§ **Exercise directions**:
Collect every line of the data below that contains the string "parked". Treat uppercase and lowercase letters as different.

Recorded data:
=-=-=

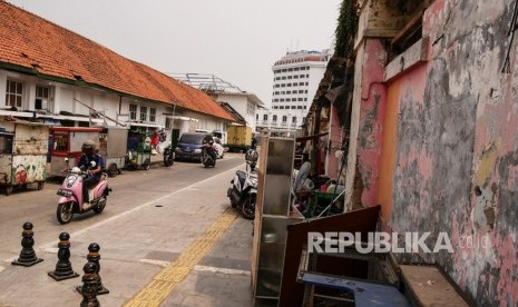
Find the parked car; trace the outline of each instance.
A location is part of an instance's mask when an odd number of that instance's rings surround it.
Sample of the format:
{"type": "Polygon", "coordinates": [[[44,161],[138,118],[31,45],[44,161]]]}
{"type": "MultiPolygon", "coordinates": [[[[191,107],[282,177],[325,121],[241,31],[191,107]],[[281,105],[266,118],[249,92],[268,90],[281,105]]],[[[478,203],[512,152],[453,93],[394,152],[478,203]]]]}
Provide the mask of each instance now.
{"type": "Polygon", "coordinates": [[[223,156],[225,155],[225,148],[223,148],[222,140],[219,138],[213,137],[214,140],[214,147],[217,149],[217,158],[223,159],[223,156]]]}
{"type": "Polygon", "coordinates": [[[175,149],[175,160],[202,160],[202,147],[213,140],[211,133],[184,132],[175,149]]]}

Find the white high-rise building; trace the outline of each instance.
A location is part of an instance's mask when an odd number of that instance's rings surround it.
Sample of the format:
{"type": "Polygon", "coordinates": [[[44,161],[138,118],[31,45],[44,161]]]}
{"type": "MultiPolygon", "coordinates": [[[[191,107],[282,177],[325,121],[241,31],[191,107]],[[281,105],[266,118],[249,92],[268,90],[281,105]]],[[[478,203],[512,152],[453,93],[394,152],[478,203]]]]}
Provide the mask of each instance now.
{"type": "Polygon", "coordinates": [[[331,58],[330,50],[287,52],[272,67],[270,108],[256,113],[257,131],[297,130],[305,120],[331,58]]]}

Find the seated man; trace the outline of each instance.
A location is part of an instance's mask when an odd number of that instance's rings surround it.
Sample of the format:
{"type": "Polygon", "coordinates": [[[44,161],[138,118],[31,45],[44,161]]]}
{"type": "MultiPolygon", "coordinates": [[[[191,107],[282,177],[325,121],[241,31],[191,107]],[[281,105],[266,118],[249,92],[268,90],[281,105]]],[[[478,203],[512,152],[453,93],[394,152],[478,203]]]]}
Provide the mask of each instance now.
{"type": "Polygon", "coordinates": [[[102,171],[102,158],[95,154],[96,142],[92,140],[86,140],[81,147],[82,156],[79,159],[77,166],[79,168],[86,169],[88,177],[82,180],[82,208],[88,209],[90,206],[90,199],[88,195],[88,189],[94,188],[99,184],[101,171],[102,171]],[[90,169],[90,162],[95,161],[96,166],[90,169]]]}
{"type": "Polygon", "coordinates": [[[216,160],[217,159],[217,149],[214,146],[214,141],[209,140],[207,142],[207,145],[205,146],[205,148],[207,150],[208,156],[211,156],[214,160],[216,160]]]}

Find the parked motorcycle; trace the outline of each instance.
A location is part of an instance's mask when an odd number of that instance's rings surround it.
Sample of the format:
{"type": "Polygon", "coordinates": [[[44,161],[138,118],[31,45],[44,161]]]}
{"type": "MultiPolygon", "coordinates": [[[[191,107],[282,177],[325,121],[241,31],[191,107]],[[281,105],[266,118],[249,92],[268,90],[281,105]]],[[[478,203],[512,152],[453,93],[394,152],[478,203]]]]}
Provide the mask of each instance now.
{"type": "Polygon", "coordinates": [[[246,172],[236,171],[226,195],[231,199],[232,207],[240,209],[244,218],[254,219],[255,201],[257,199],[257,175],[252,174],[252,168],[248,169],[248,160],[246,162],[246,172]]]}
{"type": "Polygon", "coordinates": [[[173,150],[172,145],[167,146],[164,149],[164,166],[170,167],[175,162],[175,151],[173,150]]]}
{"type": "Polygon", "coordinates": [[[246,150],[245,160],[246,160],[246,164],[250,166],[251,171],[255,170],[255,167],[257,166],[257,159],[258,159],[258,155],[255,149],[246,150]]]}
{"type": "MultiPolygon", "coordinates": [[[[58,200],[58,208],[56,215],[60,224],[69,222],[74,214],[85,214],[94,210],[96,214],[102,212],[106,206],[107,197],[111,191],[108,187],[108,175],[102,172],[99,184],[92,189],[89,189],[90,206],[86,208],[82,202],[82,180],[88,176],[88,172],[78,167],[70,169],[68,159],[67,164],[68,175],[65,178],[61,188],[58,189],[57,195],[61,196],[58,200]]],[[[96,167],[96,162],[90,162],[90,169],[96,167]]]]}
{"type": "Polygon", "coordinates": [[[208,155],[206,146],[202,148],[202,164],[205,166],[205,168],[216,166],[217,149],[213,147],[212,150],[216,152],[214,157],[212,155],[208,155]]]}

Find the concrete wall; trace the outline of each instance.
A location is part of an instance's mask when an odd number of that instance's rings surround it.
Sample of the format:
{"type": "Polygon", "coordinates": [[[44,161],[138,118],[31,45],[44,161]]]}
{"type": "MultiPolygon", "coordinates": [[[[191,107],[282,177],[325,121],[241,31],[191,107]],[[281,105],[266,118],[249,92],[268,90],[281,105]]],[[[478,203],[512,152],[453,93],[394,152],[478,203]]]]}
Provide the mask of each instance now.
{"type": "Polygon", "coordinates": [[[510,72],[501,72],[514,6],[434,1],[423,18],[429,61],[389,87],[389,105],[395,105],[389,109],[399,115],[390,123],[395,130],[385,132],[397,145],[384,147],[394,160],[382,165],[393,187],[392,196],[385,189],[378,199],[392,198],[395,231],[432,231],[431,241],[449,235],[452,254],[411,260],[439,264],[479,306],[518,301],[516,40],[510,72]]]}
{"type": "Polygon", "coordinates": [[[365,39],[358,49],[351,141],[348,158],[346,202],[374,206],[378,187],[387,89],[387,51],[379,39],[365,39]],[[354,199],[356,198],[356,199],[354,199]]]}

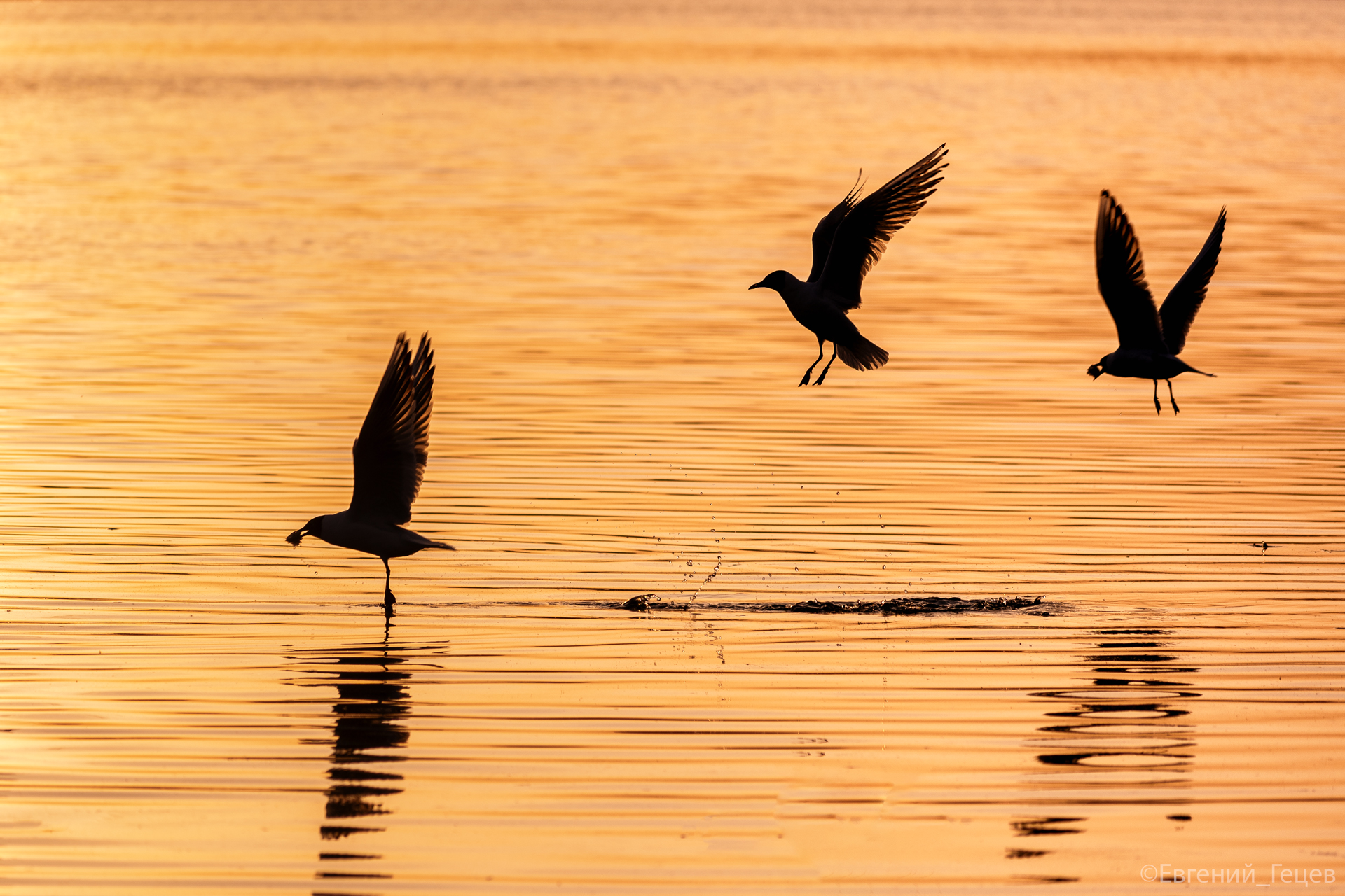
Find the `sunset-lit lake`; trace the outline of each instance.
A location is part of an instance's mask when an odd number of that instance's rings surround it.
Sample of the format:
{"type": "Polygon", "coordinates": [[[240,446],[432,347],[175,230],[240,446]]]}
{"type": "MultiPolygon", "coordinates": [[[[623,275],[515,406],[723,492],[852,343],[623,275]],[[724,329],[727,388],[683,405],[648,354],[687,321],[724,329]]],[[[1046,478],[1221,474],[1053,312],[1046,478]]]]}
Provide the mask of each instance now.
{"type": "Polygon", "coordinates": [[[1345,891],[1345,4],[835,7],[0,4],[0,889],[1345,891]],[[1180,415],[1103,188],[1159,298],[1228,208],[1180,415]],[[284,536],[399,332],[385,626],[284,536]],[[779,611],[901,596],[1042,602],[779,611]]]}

=-=-=

§ **Task answer**:
Find the parked car; trace the outline of each instance.
Find the parked motorcycle; trace the outline of each instance.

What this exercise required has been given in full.